Transcribe, word for word, the line containing "If you would be willing to indicate the riverbank" and each line following it through the end of the listing below. Omit all other lines.
=== GIVEN DATA ===
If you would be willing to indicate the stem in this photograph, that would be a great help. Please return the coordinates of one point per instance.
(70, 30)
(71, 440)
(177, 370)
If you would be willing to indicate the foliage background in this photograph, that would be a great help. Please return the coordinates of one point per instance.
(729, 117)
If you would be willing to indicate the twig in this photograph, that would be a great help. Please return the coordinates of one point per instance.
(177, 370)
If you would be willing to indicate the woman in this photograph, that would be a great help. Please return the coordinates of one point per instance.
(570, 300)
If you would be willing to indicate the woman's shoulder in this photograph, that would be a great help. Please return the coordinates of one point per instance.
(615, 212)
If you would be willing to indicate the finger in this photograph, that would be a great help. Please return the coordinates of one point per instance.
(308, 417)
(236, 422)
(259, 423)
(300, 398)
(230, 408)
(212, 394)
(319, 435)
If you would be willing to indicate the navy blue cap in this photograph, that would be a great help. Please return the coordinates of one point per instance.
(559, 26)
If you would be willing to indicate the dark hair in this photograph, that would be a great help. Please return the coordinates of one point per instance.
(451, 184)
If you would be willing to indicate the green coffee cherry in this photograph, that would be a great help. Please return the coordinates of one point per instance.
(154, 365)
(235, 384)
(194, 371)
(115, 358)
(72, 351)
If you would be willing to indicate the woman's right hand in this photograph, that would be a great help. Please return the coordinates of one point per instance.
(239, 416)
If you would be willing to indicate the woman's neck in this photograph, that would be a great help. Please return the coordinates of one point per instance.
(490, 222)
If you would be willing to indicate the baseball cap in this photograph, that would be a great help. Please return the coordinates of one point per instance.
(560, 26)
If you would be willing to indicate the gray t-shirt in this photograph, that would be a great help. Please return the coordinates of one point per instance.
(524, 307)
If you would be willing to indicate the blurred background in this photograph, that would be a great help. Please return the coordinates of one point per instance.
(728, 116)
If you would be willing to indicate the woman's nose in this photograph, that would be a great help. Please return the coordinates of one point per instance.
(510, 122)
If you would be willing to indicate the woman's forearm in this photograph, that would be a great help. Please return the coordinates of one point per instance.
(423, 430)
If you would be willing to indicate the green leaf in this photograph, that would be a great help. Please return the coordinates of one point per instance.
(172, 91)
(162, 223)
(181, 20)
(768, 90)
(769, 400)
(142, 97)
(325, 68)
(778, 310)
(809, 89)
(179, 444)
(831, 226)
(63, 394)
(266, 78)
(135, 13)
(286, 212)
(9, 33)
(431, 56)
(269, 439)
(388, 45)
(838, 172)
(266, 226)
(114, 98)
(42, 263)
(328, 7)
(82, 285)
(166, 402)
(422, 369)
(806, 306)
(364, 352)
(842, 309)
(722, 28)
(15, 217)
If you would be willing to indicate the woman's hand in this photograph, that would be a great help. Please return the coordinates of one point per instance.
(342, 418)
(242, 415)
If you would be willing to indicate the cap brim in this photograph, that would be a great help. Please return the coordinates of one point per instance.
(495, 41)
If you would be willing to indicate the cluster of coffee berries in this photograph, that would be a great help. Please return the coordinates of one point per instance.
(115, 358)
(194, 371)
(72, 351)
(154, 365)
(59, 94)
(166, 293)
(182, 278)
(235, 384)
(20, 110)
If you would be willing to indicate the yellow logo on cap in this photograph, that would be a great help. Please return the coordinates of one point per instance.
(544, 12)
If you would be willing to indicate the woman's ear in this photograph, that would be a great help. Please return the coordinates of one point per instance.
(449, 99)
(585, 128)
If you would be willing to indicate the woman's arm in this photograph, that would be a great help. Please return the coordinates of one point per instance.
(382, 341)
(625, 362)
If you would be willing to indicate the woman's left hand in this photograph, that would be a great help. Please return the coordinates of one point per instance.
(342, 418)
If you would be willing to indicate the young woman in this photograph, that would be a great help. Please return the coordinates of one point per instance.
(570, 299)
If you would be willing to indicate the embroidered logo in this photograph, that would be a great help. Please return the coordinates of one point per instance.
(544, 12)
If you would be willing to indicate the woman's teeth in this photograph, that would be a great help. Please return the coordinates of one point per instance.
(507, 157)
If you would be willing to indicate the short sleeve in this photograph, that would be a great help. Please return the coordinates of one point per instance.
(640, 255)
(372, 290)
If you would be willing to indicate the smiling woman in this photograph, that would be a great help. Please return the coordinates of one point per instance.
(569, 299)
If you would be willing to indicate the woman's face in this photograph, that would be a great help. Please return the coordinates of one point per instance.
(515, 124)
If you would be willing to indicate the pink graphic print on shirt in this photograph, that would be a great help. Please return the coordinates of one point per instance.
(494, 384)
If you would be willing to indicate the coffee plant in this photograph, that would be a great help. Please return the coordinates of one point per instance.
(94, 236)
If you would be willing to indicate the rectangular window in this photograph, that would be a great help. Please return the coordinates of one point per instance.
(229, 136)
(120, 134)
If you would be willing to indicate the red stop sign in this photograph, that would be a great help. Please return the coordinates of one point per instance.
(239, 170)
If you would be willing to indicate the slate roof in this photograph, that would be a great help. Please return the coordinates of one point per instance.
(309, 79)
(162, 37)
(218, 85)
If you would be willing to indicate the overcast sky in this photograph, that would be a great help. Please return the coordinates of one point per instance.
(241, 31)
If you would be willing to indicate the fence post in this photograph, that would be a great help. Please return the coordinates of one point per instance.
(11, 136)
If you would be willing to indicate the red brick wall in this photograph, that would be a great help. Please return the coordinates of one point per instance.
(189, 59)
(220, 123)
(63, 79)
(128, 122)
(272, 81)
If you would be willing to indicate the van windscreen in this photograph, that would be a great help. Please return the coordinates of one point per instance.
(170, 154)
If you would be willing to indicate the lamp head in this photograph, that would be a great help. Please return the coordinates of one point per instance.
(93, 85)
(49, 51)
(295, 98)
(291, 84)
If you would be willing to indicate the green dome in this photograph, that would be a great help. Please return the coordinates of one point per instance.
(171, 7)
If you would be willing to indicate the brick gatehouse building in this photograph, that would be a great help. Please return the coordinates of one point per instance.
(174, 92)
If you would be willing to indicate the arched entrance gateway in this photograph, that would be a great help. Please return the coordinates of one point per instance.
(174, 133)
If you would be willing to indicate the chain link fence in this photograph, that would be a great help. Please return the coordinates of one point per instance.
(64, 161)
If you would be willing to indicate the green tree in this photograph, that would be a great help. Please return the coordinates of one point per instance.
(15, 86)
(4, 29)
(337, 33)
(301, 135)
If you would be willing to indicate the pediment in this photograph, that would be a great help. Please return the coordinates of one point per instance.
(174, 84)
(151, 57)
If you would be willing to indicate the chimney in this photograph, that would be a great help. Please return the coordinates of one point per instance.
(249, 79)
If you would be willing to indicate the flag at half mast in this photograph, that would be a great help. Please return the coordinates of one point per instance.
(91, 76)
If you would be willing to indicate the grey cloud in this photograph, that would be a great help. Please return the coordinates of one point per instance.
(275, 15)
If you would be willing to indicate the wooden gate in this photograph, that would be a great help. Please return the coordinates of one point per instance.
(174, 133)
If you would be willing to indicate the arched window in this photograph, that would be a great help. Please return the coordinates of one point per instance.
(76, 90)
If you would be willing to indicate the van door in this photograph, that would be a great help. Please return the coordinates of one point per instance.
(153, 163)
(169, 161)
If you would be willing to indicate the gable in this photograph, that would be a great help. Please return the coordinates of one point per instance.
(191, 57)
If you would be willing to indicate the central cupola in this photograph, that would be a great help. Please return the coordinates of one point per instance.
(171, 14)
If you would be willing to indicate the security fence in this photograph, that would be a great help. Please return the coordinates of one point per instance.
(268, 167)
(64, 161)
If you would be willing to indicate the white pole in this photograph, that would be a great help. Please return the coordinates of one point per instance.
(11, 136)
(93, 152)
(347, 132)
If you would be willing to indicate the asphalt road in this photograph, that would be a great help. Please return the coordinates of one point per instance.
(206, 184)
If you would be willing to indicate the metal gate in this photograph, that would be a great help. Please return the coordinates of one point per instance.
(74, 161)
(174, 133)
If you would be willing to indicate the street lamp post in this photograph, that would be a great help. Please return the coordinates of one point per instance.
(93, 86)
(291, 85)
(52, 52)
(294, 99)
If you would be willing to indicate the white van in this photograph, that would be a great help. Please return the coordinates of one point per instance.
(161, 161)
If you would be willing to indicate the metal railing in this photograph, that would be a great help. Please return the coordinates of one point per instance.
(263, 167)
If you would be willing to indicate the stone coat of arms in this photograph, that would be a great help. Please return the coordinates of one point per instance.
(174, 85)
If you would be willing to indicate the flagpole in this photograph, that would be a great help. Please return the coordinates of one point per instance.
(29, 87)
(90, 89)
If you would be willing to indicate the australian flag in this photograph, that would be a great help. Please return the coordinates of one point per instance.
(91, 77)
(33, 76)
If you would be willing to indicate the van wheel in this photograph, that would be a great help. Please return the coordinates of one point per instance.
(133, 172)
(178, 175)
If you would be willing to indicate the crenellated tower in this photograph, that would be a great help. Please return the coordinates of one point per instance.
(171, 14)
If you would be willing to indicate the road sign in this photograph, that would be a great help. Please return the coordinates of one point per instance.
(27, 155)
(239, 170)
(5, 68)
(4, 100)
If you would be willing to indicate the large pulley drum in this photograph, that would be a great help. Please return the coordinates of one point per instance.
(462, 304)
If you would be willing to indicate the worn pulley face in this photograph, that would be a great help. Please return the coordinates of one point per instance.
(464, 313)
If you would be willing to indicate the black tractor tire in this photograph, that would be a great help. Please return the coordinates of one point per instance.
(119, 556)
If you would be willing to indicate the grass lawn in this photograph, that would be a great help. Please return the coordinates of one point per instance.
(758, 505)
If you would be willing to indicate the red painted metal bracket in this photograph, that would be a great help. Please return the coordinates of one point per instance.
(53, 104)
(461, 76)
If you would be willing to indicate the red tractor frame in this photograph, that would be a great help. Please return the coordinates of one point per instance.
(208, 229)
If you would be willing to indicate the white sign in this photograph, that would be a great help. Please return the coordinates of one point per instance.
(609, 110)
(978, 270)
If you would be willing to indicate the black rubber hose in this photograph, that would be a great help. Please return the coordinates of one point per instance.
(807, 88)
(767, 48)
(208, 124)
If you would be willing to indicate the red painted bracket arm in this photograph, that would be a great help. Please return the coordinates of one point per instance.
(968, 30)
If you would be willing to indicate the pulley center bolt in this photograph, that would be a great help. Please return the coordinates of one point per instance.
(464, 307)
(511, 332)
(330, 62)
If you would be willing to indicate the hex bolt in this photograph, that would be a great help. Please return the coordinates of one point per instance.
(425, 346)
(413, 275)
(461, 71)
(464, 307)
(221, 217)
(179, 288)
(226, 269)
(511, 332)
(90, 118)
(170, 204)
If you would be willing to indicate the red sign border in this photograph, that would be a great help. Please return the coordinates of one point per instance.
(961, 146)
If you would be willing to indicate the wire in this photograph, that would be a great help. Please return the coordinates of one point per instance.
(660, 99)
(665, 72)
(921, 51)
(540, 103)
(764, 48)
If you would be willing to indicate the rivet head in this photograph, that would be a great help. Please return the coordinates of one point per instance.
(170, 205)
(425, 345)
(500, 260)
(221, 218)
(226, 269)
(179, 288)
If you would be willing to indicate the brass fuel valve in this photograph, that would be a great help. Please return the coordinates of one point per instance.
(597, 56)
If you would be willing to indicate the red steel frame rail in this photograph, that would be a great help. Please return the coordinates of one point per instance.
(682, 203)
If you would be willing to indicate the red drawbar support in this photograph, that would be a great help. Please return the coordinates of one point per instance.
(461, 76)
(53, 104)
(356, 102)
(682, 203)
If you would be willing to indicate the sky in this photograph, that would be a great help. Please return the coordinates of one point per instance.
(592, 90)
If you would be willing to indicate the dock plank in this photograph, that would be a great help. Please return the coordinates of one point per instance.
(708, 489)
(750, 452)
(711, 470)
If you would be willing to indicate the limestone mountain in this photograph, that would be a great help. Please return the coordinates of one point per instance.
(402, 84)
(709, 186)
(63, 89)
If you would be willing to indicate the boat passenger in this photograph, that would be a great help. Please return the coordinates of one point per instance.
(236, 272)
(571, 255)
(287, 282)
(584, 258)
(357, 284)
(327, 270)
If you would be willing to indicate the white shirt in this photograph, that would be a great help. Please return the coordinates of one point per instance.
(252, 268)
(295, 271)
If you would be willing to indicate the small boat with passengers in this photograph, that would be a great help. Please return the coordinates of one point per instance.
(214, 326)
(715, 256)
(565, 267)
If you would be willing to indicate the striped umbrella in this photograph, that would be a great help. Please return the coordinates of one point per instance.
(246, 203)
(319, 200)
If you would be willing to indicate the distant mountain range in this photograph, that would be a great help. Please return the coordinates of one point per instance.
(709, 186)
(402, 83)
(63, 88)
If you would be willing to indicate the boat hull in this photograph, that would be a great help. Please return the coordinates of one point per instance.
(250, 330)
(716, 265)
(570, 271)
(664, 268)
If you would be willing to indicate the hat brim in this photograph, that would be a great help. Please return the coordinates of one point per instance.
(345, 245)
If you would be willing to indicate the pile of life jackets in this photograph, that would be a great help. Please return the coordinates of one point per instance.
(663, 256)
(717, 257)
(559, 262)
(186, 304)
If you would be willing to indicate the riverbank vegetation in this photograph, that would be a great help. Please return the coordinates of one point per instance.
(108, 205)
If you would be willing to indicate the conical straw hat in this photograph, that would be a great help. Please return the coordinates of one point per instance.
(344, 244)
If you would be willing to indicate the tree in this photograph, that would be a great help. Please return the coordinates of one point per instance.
===
▶ **IN RESPONSE**:
If you would be willing to indicate the riverbank vegetation in this photograph, that would be a great help. Please return the coordinates of one point per instance.
(108, 205)
If you would be willing to indicate the conical straw hat in this photograph, that would be a great help. Please return the coordinates of one point per instance.
(344, 244)
If you would be willing to indicate the tree in this photograph, that would be a great help. Please return the coordinates of one point per instance.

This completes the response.